** Objetivo **
Responda às perguntas a seguir com base no texto.
1. Segundo o texto, a que horas Cristo morre no relato de Marcos?
2. Com que título o livro Jesus, interrupted foi traduzido no Brasil?
3. Segundo o texto, quem as mulheres viram no túmulo no relato de Lucas?

** Texto **
Sobre os prazeres da teologia:
QUANDO UM I DIVIDE A IGREJA
JANER CRISTALDO
Volto a meus prazeres diletos, as discussões teológicas. Em Marcos, por
exemplo, Cristo morre às 9h da manhã, no dia do Pessach, a manhã seguinte à
refeição do Pessach. Em João, Cristo morre um dia antes, no dia da preparação
do Pessach, em algum momento depois do meio-dia. Isto é o de menos. Bart D.
Ehrman, em quem colho estas incongruências, apresenta uma bateria de outras que
mostram a discrepância dos quatro evangelhos. Em Jesus, interrupted, traduzido
no Brasil com o rebarbativo título de Quem
foi Jesus? Quem Jesus não foi?, o autor pergunta:
- Quem realmente foi ao túmulo? Apenas Maria (João 20:1)? Maria e outra Maria
(Mateus 28:1)? Maria Madalena, Maria mãe de Tiago e Salomé (Marcos 16:1)? Ou
mulheres que tinham acompanhado Jesus da Galiléia a Jerusalém – possivelmente
Maria Madalena, Joana, Maria mãe de Tiago e “outras mulheres” (Luca 24:1 ver
23:55)? A pedra realmente havia sido roladas da entrada da tumbas (como em
Marcos 16:4), ou foi rolada por um anjo quando as mulheres estavam lá (Mateus
28:2)? Quem ou o quê elas viram lá? Um anjo (Mateus 28:5)? Um homem jovem
(Marcos 16:5)? Dois homens (Lucas 24:4)? Ou nada e ninguém (João)? E o que foi
dito a elas? Para mandar os discípulos irem “para a Galiléia”, onde Jesus os
encontraria (Marcos 16:7)? Ou para recordar que Jesus tinha dito a elas
“enquanto estavam na Galiléia” que teria de morrer e nascer novamente (Lucas
24:7) Depois as mulheres contam aos discípulos o que viram e ouviram (Mateus 28:8)
ou não contam nada a ninguém (Marcos 16:8)? Se elas contam a alguém, a quem é?

** Dados registrados **
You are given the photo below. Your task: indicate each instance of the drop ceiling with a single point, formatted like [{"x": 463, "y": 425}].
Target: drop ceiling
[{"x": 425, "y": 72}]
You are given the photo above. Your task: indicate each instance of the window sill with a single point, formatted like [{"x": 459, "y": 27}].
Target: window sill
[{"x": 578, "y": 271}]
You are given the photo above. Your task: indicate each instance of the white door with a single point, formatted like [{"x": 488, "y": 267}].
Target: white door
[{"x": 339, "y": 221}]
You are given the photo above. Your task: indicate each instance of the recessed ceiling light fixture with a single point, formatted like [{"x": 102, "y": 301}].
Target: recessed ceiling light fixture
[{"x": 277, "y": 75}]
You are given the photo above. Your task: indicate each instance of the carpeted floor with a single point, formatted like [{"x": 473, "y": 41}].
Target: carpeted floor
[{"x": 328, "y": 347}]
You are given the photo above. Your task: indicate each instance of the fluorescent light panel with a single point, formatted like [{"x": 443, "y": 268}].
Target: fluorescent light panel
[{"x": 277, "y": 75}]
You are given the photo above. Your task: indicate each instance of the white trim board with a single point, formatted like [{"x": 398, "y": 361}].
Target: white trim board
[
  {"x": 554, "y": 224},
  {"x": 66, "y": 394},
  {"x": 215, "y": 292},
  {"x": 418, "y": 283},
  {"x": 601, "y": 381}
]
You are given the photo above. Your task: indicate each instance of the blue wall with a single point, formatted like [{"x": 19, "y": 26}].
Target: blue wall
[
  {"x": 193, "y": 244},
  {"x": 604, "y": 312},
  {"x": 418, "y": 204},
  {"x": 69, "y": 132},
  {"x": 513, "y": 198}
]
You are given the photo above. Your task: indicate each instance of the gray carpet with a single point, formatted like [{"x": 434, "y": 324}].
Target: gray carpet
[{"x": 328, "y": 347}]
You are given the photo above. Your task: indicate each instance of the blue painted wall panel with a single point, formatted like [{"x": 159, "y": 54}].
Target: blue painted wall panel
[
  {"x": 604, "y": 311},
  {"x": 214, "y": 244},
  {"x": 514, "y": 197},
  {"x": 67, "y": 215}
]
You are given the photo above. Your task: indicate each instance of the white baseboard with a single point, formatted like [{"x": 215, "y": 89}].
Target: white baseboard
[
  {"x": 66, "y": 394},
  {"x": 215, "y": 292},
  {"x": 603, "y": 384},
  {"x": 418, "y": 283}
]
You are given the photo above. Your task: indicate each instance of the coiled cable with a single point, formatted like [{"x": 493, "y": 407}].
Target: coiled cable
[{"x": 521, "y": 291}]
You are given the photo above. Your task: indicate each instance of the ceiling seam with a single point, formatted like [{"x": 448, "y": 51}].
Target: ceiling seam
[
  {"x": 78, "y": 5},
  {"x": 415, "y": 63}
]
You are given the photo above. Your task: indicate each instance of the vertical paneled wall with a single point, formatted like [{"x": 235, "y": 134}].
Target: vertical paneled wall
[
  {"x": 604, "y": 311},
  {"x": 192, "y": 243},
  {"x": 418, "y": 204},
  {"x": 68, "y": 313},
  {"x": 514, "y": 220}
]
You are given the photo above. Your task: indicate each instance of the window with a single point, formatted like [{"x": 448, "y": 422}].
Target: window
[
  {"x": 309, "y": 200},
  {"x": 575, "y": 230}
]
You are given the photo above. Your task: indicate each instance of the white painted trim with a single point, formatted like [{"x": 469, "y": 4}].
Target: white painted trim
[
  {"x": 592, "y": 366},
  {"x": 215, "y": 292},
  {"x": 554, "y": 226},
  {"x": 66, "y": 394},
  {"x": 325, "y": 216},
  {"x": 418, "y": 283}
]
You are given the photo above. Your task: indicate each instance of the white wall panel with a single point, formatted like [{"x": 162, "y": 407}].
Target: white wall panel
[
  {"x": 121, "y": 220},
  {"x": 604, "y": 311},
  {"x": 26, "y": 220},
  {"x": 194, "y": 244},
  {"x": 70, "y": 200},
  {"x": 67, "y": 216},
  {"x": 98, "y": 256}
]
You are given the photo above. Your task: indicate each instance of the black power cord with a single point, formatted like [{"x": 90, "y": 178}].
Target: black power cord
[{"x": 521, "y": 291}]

** Resposta **
1. Às 9h da manhã, no dia do Pessach.
2. Quem foi Jesus? Quem Jesus não foi?
3. Dois homens.